→ **Task goal**: Reproduce every one of the records below verbatim, leaving out the pictures.

→ **Extracted entries**:
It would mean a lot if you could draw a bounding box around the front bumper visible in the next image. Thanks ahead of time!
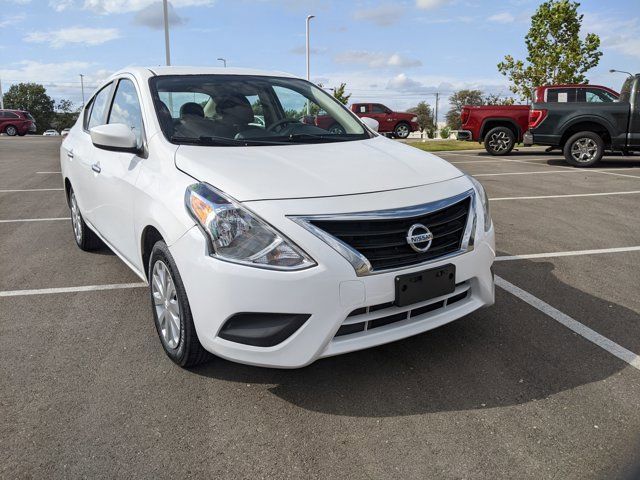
[170,179,495,368]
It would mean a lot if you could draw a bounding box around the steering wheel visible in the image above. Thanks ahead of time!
[267,118,300,132]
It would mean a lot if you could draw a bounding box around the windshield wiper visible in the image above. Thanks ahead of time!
[286,133,355,142]
[171,135,284,147]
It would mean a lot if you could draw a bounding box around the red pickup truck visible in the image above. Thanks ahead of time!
[351,103,420,138]
[458,85,619,155]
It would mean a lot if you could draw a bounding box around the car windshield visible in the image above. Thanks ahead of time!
[149,75,371,146]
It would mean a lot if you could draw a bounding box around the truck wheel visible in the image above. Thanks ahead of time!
[563,132,604,167]
[484,127,516,155]
[393,122,411,138]
[329,123,347,135]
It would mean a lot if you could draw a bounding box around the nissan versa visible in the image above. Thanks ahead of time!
[60,67,495,367]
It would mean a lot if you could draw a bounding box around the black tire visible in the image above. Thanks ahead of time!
[484,127,516,156]
[69,188,104,252]
[562,132,604,168]
[329,123,347,135]
[393,122,411,139]
[147,240,211,368]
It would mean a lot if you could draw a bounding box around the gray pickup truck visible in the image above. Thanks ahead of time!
[523,74,640,167]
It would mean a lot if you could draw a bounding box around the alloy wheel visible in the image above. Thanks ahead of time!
[571,137,598,163]
[489,132,511,152]
[71,192,82,244]
[151,260,181,348]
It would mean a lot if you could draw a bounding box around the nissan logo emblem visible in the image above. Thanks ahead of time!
[407,223,433,253]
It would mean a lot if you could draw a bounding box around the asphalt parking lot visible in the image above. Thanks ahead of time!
[0,137,640,479]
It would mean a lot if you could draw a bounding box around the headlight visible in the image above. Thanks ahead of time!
[185,183,315,270]
[467,175,491,232]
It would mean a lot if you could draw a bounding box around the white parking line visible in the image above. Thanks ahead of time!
[495,275,640,370]
[495,246,640,262]
[0,282,147,297]
[489,190,640,202]
[0,188,64,193]
[0,217,71,223]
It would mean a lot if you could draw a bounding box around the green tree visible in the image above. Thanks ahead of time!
[446,90,484,130]
[51,98,81,131]
[3,83,54,132]
[498,0,602,99]
[333,83,351,105]
[407,101,433,132]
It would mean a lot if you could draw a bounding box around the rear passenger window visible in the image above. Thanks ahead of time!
[107,78,142,146]
[87,84,111,129]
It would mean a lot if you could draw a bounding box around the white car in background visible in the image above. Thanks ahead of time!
[60,67,495,368]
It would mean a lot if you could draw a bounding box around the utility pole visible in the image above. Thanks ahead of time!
[162,0,171,66]
[433,92,440,135]
[307,15,315,81]
[80,74,84,108]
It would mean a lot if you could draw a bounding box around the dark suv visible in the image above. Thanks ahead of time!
[0,110,36,137]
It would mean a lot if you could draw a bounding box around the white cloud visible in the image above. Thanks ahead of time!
[353,3,404,27]
[488,12,516,23]
[25,27,120,48]
[0,13,27,28]
[416,0,452,10]
[334,50,422,68]
[581,13,640,59]
[49,0,74,12]
[133,2,187,30]
[84,0,215,14]
[289,45,327,55]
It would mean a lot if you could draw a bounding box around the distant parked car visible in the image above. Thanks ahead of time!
[351,103,420,138]
[0,110,36,137]
[458,84,619,155]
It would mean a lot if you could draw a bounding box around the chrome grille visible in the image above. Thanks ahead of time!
[308,195,472,272]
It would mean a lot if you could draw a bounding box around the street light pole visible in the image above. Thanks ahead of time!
[307,15,315,80]
[80,74,84,108]
[162,0,171,66]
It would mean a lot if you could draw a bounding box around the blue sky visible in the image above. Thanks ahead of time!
[0,0,640,118]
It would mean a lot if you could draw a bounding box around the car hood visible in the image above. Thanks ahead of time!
[175,137,462,201]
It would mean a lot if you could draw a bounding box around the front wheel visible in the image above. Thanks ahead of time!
[148,241,209,368]
[563,132,604,167]
[484,127,516,155]
[393,123,411,138]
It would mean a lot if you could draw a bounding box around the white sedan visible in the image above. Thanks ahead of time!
[60,67,495,368]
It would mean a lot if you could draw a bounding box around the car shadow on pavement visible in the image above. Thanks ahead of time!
[192,261,629,417]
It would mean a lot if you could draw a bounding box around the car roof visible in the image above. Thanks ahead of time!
[109,66,296,79]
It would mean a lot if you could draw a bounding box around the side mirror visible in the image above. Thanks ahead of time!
[89,123,140,153]
[360,117,380,132]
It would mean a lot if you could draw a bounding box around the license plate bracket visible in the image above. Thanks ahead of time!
[394,263,456,307]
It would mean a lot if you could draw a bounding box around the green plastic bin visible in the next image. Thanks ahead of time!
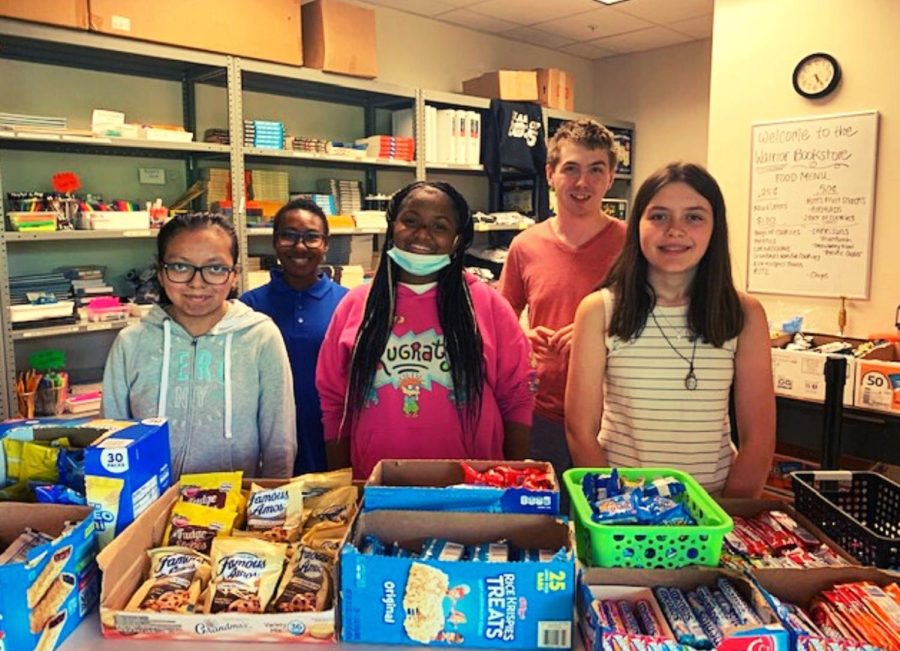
[563,468,734,569]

→ **Final result**:
It would mean a lot if you could draw a bounding box around the front bumper visible in the next image. Thanks ahead of time!
[170,179,495,368]
It would mean a lot if you could draw a bounding box around the steering wheel visible in the image above. Thanks ahead of time!
[267,118,300,132]
It would mean a lot if you could draw a bounding box around the windshield wiper visible in the image above. Thanks ahead of time!
[286,133,355,142]
[171,135,284,147]
It would mean a lot if you could draw a bounding box around the red pickup truck visible in the image above. Thanks ahead of time!
[351,103,420,138]
[458,85,619,155]
It would mean a lot if you could draw a bounding box around the car windshield visible in the image above. Thanks ahead of time!
[149,75,371,146]
It would mean a lot if you could draw a bounding box around the truck wheel visible in the image above. Thanks ahead of time!
[563,132,604,167]
[484,127,516,155]
[393,122,411,138]
[329,123,347,135]
It would mean a lot if you could draw a bounding box around the nissan versa visible in the image above. Thanks ahead of time!
[60,67,495,367]
It would mean a lot if you could draw a bounding box around the black tire visible in the image above. Thanks ahead of time!
[484,127,516,156]
[69,188,104,252]
[562,132,604,168]
[329,123,347,135]
[393,122,411,139]
[147,240,211,368]
It would mean a lot if you could draw a bounding box around the gray pickup truck visible in the image above. Thanks ahead of time!
[523,74,640,167]
It would mean a lot if you could draw a bounding box around the alloy wheel visible in the image above. Thanks ahead of time!
[571,137,598,163]
[489,132,511,152]
[71,192,82,244]
[151,260,181,348]
It would mean a lot if you could draw a bounding box around the nissan logo emblem visible in the image above. Thanks ahead of time!
[407,223,433,253]
It would mean a lot if you could draw a bounding box around the asphalt parking lot visible in the image above. Thanks ahead of time!
[0,137,640,479]
It would mean a lot if you could draw a bounding box around the headlight visible in the image above. Thanks ahead of time!
[185,183,315,270]
[467,175,491,232]
It would mean a lot if you could draw a bounding box around the white parking line visible in the image above. Thanks ahead of time!
[495,275,640,370]
[495,246,640,262]
[0,282,147,297]
[489,190,640,202]
[0,188,64,193]
[0,217,71,223]
It would mean a lot if you could draw a bounding box around the green tree visible in the image above. Thanks ahead of time!
[446,90,484,130]
[51,98,81,131]
[3,83,54,132]
[498,0,602,99]
[333,83,351,105]
[407,101,433,132]
It would mean a lot if you could draw a bounding box around the rear passenger window visible in the image above. Thanks ahead of time!
[107,78,142,146]
[87,84,111,129]
It would mean a lot if you could draw a bounding box around the white car in background visible in the image above. Thanks ahead of time!
[60,67,495,368]
It would mean a lot if you could draw a bounding box around the utility pole visible in the image above. Thanks ahead of time!
[162,0,171,66]
[433,92,440,135]
[307,15,315,81]
[80,74,84,108]
It would mean a lot if you could draw a bounding box around the dark suv visible in the image above. Thanks ahead of time!
[0,110,36,137]
It would mean a lot if you could draw a bounding box around the white cloud visible in the image above. Thanks ahead of time!
[353,3,404,27]
[488,12,516,23]
[25,27,120,48]
[0,13,27,28]
[416,0,452,10]
[334,50,422,68]
[581,13,640,59]
[49,0,74,12]
[133,2,187,30]
[84,0,215,14]
[289,45,327,55]
It would mean a lot if you could draw a bounding box around the distant parked car visible in the image above. Thanks ahead of time!
[351,103,420,138]
[0,110,36,137]
[458,84,619,155]
It would mean a lot if you could draw a bounding box around the chrome grille visible in the image above. Thanks ahead of time!
[308,195,472,272]
It would mean a lot if you could draw a bounding box around the street light pole visible in the image above. Thanks ahead of time!
[307,15,315,80]
[80,74,84,108]
[162,0,171,66]
It would mean a lot if you could draw a bounding box around the blue sky visible in the image above. Thanks ahead of time!
[0,0,640,118]
It would mean a lot if you could draw a bounding box around the car hood visible in the image above. Thanks ahead of time!
[175,137,462,201]
It would mean a lot if you could draw a bounding box around the front wheel visible in the image above. Thanks ahead of time!
[148,241,209,368]
[563,132,604,167]
[484,127,516,155]
[393,123,411,138]
It would mean a lot if you could draw a bounding box around the white sedan visible in the image above. Thanks ahead of time!
[60,67,495,368]
It would mean a lot if you could draw a bounding box around the car shadow on pavement visible in the image above. Thanks ahead of time!
[192,261,629,417]
It would mean a lot if you could draw a bounding box around the car roof visible in the image above. Thanks ahead of time!
[109,66,296,79]
It would mean a lot if you could draw a bounding box around the side mirror visible in the image above. Thanks ahead of time!
[89,123,140,153]
[360,117,380,132]
It would mean a lot if you could draw a bounding box around the license plate bracket visible in the image above. Thanks ahead of time!
[394,263,456,307]
It would mean a lot if you could draw a bounding box around the green plastic bin visible in the next image. Thanks ahead of time!
[563,468,734,569]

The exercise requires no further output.